§ **PROBLEMS AND TASKS**
(A) According to the Fort Hill passage, which civilization built the ceremonial earthwork enclosure?
(B) Reproduce the Fort Hill passage word for word, starting with "The trails into" and going on through "is this land.".
(C) Pick up the Fort Hill passage after its final sentence and keep writing it.

§ **READING TEXT**
++++
Each day I spend time on our land.
The trails into the woods and fields have become extensions of our home--as if a long hallway extended through and beyond the wall, into fresh air. Without effort, I step along, ducking under a small oak branch or skirting a reaching rose—navigating with ease.
Knowing what I will find before I find it.

Fort Hill State Memorial is a National Natural Landmark a short drive from our southwestern Ohio home. A ceremonial earthwork enclosure built atop a large hill almost 2000 years ago by the Hopewell civilization, a prehistoric culture of the American Middle West, now a 1200-acre preserve.

The walls have grown over with centuries’ soil and seeds.
The people have passed.
But safe within now, is this land.

Around it-- miles of trails to explore.



Paw-paws fill the shaded understory, their rounded green fruit a Native American favorite.
++++
§ **PROVIDED MATERIAL**
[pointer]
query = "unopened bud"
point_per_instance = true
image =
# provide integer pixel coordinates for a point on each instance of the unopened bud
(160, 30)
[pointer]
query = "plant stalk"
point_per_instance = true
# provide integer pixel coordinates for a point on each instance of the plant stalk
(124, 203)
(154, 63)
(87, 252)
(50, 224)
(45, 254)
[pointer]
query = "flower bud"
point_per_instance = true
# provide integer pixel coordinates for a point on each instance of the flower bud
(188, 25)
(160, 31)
++++
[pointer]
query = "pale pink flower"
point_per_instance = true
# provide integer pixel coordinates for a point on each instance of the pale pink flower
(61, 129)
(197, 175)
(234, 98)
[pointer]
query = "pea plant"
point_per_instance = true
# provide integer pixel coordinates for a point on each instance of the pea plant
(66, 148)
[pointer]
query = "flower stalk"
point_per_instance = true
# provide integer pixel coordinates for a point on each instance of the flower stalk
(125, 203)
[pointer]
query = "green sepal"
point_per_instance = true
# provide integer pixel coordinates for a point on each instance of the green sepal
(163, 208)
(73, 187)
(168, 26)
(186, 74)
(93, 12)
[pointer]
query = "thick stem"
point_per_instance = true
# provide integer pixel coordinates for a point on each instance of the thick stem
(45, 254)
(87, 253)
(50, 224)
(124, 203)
++++
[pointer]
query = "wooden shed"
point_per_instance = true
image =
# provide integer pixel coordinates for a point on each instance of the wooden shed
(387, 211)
++++
§ **ANSWERS FOR THE EXERCISE**
(A) The Hopewell civilization

(B)
The trails into the woods and fields have become extensions of our home--as if a long hallway extended through and beyond the wall, into fresh air. Without effort, I step along, ducking under a small oak branch or skirting a reaching rose—navigating with ease.
Knowing what I will find before I find it.

Fort Hill State Memorial is a National Natural Landmark a short drive from our southwestern Ohio home. A ceremonial earthwork enclosure built atop a large hill almost 2000 years ago by the Hopewell civilization, a prehistoric culture of the American Middle West, now a 1200-acre preserve.

The walls have grown over with centuries’ soil and seeds.
The people have passed.
But safe within now, is this land.

(C)
From beside the darkened trail I hear footsteps in the dry leaves—and a very large black beetle scurries out of sight.

Broad-Necked Root Borer
Prionus laticollis


Magnificent fungi in all shapes, colors and sizes beg for a closer examination.

Amanita sp.


Boletus sp.


?


And in the quiet streamside, are flowers.


Collected in photographs, and studied late into the night—for much of this I do not know.
But in stretching my legs, I have stretched my mind.

Tomorrow my land will look different.


Please help me identify my collection.
Photos enlarge with a click.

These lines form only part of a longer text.